## Request
Reproduce every line of the data starting at the line that contains "Phrase: hillside" and ending at the last line of the data, both included, adjusting each coordinate in the answers by adding -13. Leave the pictures out.

-- start Materials provided --

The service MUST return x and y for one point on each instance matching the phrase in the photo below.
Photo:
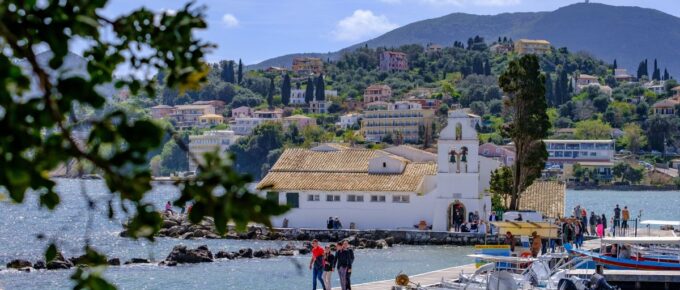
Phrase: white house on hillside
(384, 189)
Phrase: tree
(592, 129)
(240, 71)
(285, 90)
(118, 145)
(270, 94)
(524, 84)
(633, 137)
(309, 91)
(501, 185)
(320, 89)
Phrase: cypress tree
(320, 88)
(309, 92)
(270, 94)
(285, 90)
(549, 93)
(240, 71)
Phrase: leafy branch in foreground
(37, 115)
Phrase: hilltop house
(393, 61)
(381, 189)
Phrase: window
(400, 198)
(293, 199)
(377, 198)
(273, 196)
(355, 198)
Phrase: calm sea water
(20, 224)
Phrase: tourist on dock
(330, 224)
(593, 223)
(536, 244)
(617, 217)
(493, 217)
(168, 208)
(329, 265)
(337, 224)
(316, 264)
(625, 215)
(510, 240)
(345, 258)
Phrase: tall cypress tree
(240, 71)
(524, 84)
(320, 88)
(309, 91)
(285, 90)
(270, 94)
(549, 93)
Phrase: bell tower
(458, 144)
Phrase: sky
(256, 30)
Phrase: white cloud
(362, 24)
(474, 2)
(229, 20)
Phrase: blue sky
(256, 30)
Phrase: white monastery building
(395, 188)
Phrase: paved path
(424, 279)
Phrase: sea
(26, 230)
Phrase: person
(510, 240)
(168, 208)
(344, 264)
(329, 265)
(617, 217)
(625, 215)
(316, 264)
(598, 281)
(593, 223)
(536, 244)
(493, 217)
(330, 224)
(337, 224)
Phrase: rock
(39, 265)
(180, 254)
(137, 261)
(18, 264)
(283, 252)
(59, 262)
(225, 255)
(245, 253)
(113, 262)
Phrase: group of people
(326, 260)
(333, 223)
(596, 225)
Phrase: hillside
(628, 34)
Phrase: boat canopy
(544, 229)
(661, 223)
(643, 240)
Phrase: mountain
(628, 34)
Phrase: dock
(424, 279)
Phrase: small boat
(643, 253)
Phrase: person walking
(625, 215)
(329, 265)
(316, 264)
(344, 258)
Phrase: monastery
(394, 188)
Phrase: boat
(643, 253)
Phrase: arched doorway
(458, 212)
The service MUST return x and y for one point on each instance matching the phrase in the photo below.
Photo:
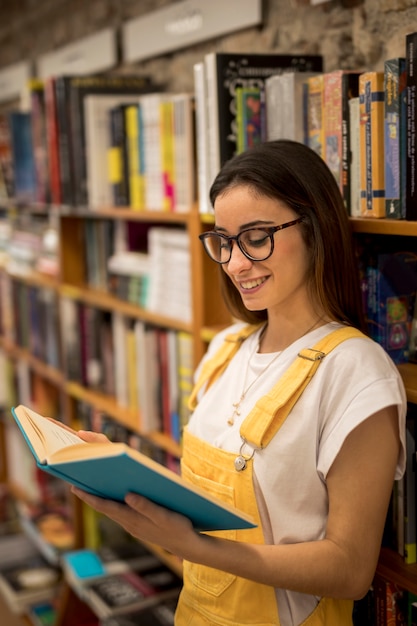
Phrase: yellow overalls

-- end Materials provided --

## Exercise response
Phrase: hillside
(615, 21)
Phrase: boat canopy
(531, 216)
(648, 210)
(630, 227)
Phrase: mountain
(615, 21)
Phrase: dock
(411, 266)
Phrase: small boat
(630, 240)
Phrase: person walking
(612, 202)
(316, 252)
(303, 251)
(331, 245)
Phrase: monastery
(381, 175)
Phrase: boat
(630, 240)
Phrase: arched doorway
(445, 199)
The service MUST return x and y for one point on each instance matching the phrase in the photo below.
Photo:
Phrase: yellow overalls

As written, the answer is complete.